---------- Fragmento del texto ----------
Llega el amanecer y un espeso silencio detiene la vida de los pueblos. Un cielo de estaño cubre la bóveda del firmamento y los copos de nieve caen pausados y temblorosos como una cortina de gasa. Las montañas borran sus perfiles milenarios y los tejados de las casas transforman sus siluetas bajo un manto de nieve como de cuentos infantiles. Los ríos y arroyos bajan broncos y enfurecidos por entre los valles desmoronados por los ventisqueros. Las ramas de los pinos sostienen, alicaídas y sumisas, gorros de nieve como nubes deshilachadas y a sus pies culebrean caminos y carreteras difíciles de transitar. La lámina de plata de la noche acoge el sueño de muchas pesadillas mientras en las casas se cuelan afilados cuchillos a los que batimos con lumbres y calefacciones como una caricia a nuestro bienestar.
---------- Datos registrados ----------
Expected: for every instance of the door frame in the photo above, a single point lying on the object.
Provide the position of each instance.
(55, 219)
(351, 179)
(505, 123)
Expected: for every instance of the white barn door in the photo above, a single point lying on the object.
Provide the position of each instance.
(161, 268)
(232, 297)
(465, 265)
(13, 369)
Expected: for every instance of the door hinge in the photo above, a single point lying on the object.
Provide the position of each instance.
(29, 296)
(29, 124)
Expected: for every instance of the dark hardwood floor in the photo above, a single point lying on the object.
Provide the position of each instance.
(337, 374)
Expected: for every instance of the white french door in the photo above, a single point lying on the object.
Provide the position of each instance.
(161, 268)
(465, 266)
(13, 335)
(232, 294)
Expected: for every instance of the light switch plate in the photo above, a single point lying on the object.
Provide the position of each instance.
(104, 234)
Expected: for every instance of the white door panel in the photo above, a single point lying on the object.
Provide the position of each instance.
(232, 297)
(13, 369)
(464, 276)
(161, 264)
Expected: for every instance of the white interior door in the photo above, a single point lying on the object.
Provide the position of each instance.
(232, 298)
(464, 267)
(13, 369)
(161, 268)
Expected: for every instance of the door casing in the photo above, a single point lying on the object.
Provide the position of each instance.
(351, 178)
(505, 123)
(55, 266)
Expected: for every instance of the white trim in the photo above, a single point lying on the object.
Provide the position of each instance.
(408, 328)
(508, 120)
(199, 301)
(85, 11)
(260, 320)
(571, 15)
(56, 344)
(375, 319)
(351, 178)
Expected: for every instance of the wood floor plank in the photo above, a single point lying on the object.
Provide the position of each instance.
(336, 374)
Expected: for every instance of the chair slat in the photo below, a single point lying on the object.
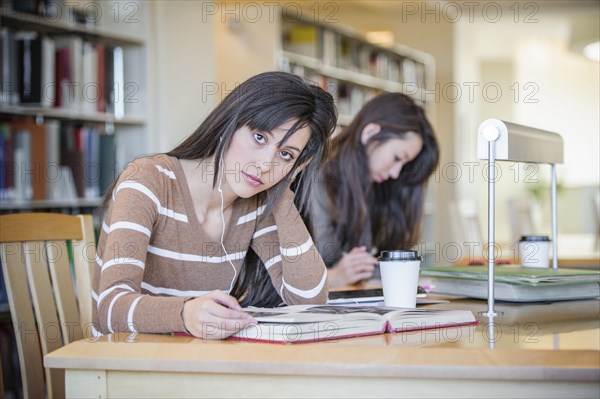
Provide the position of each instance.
(36, 266)
(39, 227)
(62, 281)
(44, 307)
(15, 279)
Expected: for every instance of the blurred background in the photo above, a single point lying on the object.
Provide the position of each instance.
(529, 62)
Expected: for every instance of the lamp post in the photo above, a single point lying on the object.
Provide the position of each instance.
(498, 140)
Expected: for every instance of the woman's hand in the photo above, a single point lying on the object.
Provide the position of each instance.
(356, 265)
(215, 315)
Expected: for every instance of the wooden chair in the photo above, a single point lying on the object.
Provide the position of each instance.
(464, 221)
(49, 306)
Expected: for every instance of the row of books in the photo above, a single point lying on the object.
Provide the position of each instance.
(80, 12)
(344, 52)
(63, 71)
(54, 161)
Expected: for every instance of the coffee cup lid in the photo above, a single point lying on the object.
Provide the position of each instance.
(535, 238)
(399, 255)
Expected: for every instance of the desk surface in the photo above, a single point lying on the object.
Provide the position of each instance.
(554, 349)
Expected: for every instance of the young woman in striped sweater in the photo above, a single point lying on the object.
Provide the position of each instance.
(182, 231)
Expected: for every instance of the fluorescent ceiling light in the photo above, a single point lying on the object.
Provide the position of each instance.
(592, 51)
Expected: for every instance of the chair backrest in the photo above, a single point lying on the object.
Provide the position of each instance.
(464, 221)
(520, 213)
(50, 303)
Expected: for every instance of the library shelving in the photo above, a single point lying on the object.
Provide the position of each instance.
(73, 100)
(350, 67)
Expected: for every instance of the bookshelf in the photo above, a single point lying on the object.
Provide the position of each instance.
(73, 100)
(351, 68)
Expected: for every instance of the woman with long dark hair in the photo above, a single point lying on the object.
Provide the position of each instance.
(371, 194)
(179, 228)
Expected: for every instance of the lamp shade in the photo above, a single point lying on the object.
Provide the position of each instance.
(519, 143)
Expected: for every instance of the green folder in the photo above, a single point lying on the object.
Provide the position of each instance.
(515, 283)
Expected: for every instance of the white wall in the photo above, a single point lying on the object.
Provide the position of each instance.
(185, 70)
(543, 85)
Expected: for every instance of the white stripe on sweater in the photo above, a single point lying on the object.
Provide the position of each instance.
(167, 172)
(299, 250)
(264, 231)
(112, 303)
(123, 261)
(252, 215)
(107, 291)
(144, 190)
(311, 293)
(130, 314)
(129, 226)
(172, 291)
(272, 261)
(165, 253)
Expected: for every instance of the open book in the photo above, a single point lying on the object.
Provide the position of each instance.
(515, 283)
(310, 323)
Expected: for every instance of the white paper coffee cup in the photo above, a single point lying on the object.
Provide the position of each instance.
(534, 251)
(400, 277)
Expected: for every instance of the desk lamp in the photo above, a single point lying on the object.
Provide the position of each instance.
(504, 141)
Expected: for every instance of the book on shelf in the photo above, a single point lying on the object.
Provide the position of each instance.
(312, 323)
(36, 55)
(515, 283)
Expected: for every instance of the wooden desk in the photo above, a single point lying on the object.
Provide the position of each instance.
(540, 351)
----------
Enumera todas las comparaciones que el fragmento sobre el amanecer nevado introduce con la palabra «como».

- como una cortina de gasa
- como de cuentos infantiles
- como nubes deshilachadas
- como una caricia a nuestro bienestar